**EXERCISE DESCRIPTION**
Repeat the whole listing exactly as written.
━━━ LISTED RECORDS
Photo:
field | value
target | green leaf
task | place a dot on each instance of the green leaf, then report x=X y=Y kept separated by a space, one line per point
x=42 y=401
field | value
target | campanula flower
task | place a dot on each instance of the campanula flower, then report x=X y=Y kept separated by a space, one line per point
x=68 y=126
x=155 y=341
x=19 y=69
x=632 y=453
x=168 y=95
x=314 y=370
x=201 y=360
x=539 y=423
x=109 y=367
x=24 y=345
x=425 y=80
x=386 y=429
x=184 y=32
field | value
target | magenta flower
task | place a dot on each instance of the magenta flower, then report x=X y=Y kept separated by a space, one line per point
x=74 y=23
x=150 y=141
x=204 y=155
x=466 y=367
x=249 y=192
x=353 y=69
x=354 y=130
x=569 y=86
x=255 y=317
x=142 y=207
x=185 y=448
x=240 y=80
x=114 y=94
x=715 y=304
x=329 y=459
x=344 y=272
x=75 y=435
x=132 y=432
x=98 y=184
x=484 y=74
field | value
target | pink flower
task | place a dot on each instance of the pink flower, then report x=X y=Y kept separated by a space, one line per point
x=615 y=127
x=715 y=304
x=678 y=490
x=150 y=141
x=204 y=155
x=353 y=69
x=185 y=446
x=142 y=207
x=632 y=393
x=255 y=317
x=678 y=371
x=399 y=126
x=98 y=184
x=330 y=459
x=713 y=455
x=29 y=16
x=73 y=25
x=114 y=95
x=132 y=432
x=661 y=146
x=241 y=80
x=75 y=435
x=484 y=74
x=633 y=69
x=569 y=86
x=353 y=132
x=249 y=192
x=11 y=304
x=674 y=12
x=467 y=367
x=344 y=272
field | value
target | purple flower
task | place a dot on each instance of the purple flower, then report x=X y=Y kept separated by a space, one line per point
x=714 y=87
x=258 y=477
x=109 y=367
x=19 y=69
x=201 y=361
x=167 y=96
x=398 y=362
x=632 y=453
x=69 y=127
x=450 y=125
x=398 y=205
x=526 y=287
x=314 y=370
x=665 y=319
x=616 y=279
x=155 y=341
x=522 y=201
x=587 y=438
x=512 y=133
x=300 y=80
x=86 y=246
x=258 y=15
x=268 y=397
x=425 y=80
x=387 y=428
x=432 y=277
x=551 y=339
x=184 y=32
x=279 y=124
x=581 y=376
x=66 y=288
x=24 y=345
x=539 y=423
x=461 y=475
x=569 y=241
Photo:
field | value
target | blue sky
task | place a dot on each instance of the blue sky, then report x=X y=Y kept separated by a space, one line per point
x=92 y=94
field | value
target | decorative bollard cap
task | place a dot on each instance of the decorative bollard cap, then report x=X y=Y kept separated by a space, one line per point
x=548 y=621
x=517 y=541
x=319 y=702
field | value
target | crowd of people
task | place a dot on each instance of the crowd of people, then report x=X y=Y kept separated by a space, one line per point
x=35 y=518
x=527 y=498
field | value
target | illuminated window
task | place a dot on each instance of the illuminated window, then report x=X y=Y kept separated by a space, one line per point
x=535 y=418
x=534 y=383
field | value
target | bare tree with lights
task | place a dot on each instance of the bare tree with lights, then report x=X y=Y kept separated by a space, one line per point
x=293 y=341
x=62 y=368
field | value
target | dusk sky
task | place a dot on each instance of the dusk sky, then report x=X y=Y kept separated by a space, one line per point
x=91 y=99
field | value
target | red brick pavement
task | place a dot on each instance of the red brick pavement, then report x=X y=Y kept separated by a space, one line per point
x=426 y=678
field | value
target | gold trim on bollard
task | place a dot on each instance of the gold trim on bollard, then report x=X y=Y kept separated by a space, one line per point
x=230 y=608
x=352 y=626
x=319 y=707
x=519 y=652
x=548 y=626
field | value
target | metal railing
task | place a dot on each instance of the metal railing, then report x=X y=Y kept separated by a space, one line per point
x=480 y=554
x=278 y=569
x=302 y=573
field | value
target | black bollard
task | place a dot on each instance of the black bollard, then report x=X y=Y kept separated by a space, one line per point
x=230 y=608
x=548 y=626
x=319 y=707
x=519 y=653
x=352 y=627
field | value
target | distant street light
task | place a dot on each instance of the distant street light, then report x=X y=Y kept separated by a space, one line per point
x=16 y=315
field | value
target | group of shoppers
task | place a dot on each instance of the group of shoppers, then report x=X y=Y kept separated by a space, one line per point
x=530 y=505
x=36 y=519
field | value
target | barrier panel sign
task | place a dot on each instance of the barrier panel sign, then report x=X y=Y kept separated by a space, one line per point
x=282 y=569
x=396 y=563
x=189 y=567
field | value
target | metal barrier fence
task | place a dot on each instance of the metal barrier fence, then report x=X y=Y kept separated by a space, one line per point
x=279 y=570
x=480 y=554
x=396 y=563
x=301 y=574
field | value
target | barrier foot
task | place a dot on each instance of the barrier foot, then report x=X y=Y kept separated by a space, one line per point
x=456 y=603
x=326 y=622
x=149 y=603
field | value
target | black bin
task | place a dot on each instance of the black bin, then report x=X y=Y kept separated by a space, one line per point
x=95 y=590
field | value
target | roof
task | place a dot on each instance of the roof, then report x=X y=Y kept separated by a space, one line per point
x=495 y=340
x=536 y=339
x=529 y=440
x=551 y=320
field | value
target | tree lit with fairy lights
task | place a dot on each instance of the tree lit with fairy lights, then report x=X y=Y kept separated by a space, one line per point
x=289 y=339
━━━━━━
**TASK SOLUTION**
Photo:
field | value
target | green leaf
task | place a dot on each instance of the green leaf, then report x=X y=Y kept separated by a space, one line per point
x=42 y=401
field | value
target | campanula flower
task | place a dot on each instance of the campanula flower, then report x=X y=Y kept separated by a space, one line per point
x=68 y=126
x=155 y=341
x=19 y=69
x=632 y=453
x=168 y=95
x=314 y=370
x=201 y=360
x=539 y=423
x=109 y=367
x=24 y=345
x=425 y=80
x=386 y=429
x=184 y=32
field | value
target | magenta flower
task | place a dot on each instance of the magenta flower, then report x=X y=Y kept separated by a space, one line per point
x=74 y=23
x=150 y=141
x=204 y=155
x=466 y=367
x=249 y=192
x=353 y=69
x=354 y=130
x=569 y=86
x=255 y=317
x=142 y=207
x=185 y=448
x=240 y=80
x=114 y=94
x=715 y=304
x=329 y=459
x=344 y=272
x=75 y=435
x=132 y=432
x=98 y=184
x=484 y=74
field | value
target | pink flower
task | place a dot on each instance of the pink flower, then report x=X y=Y kept separated by a space, one line per point
x=615 y=127
x=715 y=304
x=678 y=490
x=150 y=141
x=204 y=155
x=353 y=69
x=185 y=446
x=142 y=207
x=632 y=393
x=255 y=317
x=678 y=371
x=399 y=126
x=98 y=184
x=330 y=459
x=713 y=455
x=29 y=16
x=73 y=25
x=114 y=95
x=132 y=432
x=661 y=146
x=241 y=80
x=75 y=435
x=484 y=74
x=633 y=69
x=569 y=86
x=353 y=132
x=249 y=192
x=11 y=304
x=674 y=12
x=467 y=367
x=344 y=272
field | value
target | purple flower
task | place a dot on each instance of the purple flower, then report x=X y=Y kept separated by a space, one line per point
x=714 y=87
x=258 y=477
x=109 y=367
x=19 y=69
x=201 y=361
x=167 y=96
x=398 y=362
x=632 y=453
x=69 y=127
x=450 y=125
x=398 y=205
x=526 y=287
x=314 y=370
x=665 y=319
x=616 y=279
x=155 y=341
x=522 y=201
x=587 y=438
x=512 y=133
x=300 y=80
x=86 y=246
x=258 y=15
x=268 y=397
x=425 y=80
x=387 y=428
x=432 y=277
x=551 y=339
x=184 y=32
x=279 y=124
x=581 y=376
x=66 y=288
x=24 y=345
x=539 y=423
x=461 y=475
x=569 y=241
Photo:
field | value
target | blue sky
task | place a dot on each instance of the blue sky, then report x=X y=Y kept separated by a space, one line per point
x=92 y=94
field | value
target | decorative bollard cap
task | place a dot on each instance of the decorative bollard cap, then report x=X y=Y kept separated by a space, one line per point
x=548 y=621
x=517 y=541
x=319 y=702
field | value
target | crowd of people
task | place a dot on each instance of the crowd of people, then report x=X y=Y kept separated by a space, one line per point
x=35 y=518
x=527 y=498
field | value
target | illuminated window
task | place a dot on each instance of the illuminated window, then report x=X y=Y kept separated by a space, one line per point
x=535 y=418
x=534 y=383
field | value
target | bare tree with lights
task | place a dot on each instance of the bare tree with lights, then report x=X y=Y kept separated by a space, one line per point
x=293 y=341
x=62 y=368
field | value
target | dusk sky
task | place a dot on each instance of the dusk sky, then report x=X y=Y kept separated by a space, one line per point
x=91 y=99
field | value
target | red brick pavement
task | place a dot on each instance of the red brick pavement, then report x=X y=Y kept separated by a space, one line per point
x=426 y=678
field | value
target | gold trim on bollard
task | place a dot on each instance of the gold trim on bollard, then report x=X y=Y kept separated by a space, one line per point
x=230 y=608
x=352 y=626
x=319 y=707
x=519 y=652
x=548 y=626
field | value
target | metal railing
task | place a dot on each instance of the metal railing, then report x=X y=Y kept separated by a space, one line per point
x=480 y=554
x=278 y=569
x=302 y=573
field | value
target | black bollard
task | place a dot on each instance of the black bollard, then report x=X y=Y kept separated by a space, one line per point
x=230 y=608
x=548 y=626
x=319 y=707
x=519 y=653
x=352 y=627
field | value
target | distant street light
task | place a dot on each instance of the distant street light, then report x=X y=Y kept separated by a space, one line per point
x=16 y=315
field | value
target | group of shoppers
task | place a dot on each instance of the group of shoppers, then report x=X y=Y kept separated by a space, one line per point
x=530 y=505
x=36 y=519
field | value
target | barrier panel sign
task | place a dot on each instance of the barrier panel sign, then report x=X y=Y kept separated by a space, one line per point
x=282 y=569
x=396 y=563
x=189 y=567
field | value
target | metal barrier fence
task | place a dot on each instance of the metal barrier fence, then report x=X y=Y kept separated by a space, one line per point
x=279 y=570
x=480 y=554
x=396 y=563
x=301 y=574
field | value
target | barrier foot
task | place a dot on each instance of the barrier foot, then report x=X y=Y kept separated by a space, one line per point
x=456 y=603
x=326 y=622
x=149 y=603
field | value
target | black bin
task | place a dot on each instance of the black bin, then report x=X y=Y kept separated by a space, one line per point
x=95 y=590
field | value
target | roof
task | place a dot on each instance of the roof, then report x=X y=Y kept separated by a space, one line per point
x=495 y=340
x=536 y=339
x=529 y=440
x=551 y=320
field | value
target | tree lit with fairy lights
task | place a dot on each instance of the tree lit with fairy lights, then report x=X y=Y kept separated by a space, one line per point
x=289 y=339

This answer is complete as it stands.